• _EXTRACT_
##############################
Hollywood stars come out to put pressure on US firms over Afghan women's rights
Charities and political causes are never in short supply in Hollywood. But celebrities and entertainment industry heavyweights are usually only called upon at the last minute to write cheques, almost never to plan strategy.
The issue of women in Afghanistan may change that.
Last week a group of 45 people gathered at the Beverly Hills home of Jay Leno, who hosts a popular nightly television show, to set about the business of raising $500,000 for a campaign to alert the world to the circumstances of women in Afghanistan.
"What is happening there is gender apartheid," said Katherine Spillar, the Los Angeles-based leader of the Feminist Majority, a powerful US women's group. "If this was happening to any other group of people, the world would be in an outrage."
Backed by money and the power of celebrities to attract attention, the group is planning an October 21st launch of their campaign in New York and Los Angeles. The goal, beyond bringing attention to the issue, is to pressurise US and international corporations to cease investment and support for the Taliban until it relaxes its restrictions on women.
The Taliban, which took control of Afghanistan in 1996, now controls about 90 per cent of the country's 20 million people. Strictly Muslim, with a fundamentalist interpretation of the Koran, it has imposed a range of restrictions, including purdah, the custom of secluding women.
No woman is allowed to leave her home without a male escort. Houses where women live must have their windows covered. No woman is allowed to work or go to school. When they do venture outside, women must wear the burka, a head-to-toe garment which has only a small mesh opening at the eyes.
The absence of women has changed life dramatically, especially in cities such as Kabul. Before the Taliban took over, 60 per cent of the teachers in Kabul University were women, as were 40 per cent of the doctors in Kabul. Now the disappearance of women and international aid organisations has left hospitals unstaffed and devoid of supplies.
Islamic law is imposed by men who cruise the streets in pick-up trucks that display the white flag of purity. The men carry Kalash nikov rifles and shoulder-fired grenades. The penalty for crimes such as stealing is a Friday-afternoon display of cutting off hands in a soccer stadium.
##############################
Point-per-instance location data
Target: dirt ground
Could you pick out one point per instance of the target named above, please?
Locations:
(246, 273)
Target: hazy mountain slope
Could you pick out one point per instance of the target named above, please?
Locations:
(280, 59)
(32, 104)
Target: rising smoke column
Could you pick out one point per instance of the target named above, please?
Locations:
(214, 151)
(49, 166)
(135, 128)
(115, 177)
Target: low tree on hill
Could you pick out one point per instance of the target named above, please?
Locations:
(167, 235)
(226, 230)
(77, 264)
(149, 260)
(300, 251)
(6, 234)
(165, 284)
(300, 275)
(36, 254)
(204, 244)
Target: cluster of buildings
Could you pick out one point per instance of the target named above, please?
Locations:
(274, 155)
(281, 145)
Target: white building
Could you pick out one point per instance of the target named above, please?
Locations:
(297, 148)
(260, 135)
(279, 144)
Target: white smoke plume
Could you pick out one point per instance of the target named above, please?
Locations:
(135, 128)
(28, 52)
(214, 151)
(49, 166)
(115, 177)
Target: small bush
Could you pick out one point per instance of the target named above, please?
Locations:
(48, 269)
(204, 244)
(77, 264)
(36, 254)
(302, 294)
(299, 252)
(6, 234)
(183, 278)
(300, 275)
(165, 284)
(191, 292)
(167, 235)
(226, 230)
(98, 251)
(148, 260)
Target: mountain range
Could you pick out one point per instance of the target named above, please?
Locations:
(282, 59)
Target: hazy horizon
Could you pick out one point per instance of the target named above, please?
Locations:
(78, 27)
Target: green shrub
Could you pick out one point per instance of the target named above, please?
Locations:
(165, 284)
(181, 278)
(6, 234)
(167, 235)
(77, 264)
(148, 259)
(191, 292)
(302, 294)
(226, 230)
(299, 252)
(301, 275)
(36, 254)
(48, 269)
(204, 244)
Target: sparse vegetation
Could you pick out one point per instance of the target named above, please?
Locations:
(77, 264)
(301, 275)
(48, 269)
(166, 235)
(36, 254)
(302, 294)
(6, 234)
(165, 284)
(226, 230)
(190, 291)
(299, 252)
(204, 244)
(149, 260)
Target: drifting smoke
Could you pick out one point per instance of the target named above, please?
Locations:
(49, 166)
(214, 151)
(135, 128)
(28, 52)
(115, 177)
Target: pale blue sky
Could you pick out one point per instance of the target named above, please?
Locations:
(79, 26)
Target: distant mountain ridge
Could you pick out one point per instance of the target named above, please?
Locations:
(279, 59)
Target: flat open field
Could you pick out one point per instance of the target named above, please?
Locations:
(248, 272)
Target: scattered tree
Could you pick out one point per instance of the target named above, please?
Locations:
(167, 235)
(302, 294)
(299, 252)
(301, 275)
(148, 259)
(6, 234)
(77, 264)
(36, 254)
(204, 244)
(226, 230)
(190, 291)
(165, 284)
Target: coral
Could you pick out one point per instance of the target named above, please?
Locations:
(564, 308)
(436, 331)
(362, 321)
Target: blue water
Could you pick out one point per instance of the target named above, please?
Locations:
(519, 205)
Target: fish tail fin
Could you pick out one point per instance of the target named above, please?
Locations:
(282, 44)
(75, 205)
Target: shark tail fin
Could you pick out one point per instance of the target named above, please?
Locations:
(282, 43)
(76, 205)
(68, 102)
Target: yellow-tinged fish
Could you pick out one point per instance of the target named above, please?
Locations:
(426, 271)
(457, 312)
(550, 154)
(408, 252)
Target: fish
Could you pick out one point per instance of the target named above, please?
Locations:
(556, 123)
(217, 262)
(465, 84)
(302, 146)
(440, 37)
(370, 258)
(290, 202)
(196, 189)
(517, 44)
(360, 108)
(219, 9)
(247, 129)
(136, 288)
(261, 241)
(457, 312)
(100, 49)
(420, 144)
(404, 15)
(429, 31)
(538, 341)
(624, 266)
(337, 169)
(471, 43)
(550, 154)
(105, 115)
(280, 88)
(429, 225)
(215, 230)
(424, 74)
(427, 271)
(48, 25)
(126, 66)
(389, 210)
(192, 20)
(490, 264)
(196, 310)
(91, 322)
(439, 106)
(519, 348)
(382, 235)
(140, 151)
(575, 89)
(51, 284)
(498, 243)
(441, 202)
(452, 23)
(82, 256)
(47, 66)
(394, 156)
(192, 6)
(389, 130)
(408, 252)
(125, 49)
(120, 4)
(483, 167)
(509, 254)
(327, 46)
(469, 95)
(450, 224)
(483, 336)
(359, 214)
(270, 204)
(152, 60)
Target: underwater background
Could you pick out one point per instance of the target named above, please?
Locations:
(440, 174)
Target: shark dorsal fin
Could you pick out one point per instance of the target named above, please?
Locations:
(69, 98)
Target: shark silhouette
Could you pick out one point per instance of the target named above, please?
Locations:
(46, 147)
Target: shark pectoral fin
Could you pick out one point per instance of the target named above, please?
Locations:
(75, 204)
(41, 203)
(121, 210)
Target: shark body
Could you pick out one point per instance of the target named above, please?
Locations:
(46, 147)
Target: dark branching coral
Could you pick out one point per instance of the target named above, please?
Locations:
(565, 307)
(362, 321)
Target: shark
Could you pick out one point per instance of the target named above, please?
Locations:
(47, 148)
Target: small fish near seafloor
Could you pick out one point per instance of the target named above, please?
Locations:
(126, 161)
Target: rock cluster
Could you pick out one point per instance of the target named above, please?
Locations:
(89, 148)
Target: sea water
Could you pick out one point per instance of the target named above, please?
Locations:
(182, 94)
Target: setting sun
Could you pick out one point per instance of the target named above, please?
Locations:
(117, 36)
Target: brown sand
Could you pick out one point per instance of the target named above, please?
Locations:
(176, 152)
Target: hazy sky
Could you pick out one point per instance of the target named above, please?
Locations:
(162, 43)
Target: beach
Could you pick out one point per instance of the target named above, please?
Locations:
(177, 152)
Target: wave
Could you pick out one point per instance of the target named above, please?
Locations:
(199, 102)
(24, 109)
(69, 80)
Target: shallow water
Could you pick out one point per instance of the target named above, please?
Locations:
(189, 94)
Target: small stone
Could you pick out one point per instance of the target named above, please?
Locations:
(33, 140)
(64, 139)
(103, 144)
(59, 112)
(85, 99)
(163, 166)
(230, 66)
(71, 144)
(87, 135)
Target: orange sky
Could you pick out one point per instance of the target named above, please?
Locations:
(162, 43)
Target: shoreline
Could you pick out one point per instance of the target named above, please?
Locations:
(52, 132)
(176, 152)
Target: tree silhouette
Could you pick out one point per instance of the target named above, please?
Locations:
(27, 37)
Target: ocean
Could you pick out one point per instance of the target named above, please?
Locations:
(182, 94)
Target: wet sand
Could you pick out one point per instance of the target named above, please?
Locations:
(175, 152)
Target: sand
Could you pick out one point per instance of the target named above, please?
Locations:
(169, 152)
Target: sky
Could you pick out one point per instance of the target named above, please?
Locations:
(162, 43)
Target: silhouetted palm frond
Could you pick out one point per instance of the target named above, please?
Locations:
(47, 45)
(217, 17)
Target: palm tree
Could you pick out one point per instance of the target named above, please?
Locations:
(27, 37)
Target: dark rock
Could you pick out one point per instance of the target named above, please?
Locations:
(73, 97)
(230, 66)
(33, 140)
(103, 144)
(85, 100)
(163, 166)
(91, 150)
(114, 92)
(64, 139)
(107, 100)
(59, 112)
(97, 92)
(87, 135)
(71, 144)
##############################
• _TASK OBJECTIVE_
Transcribe the part of the article on Hollywood and Afghan women's rights that starts with "The Taliban, which" and goes on through "of secluding women.". This data isn't needed for anything here.

• _EXERCISE RESULT_
The Taliban, which took control of Afghanistan in 1996, now controls about 90 per cent of the country's 20 million people. Strictly Muslim, with a fundamentalist interpretation of the Koran, it has imposed a range of restrictions, including purdah, the custom of secluding women.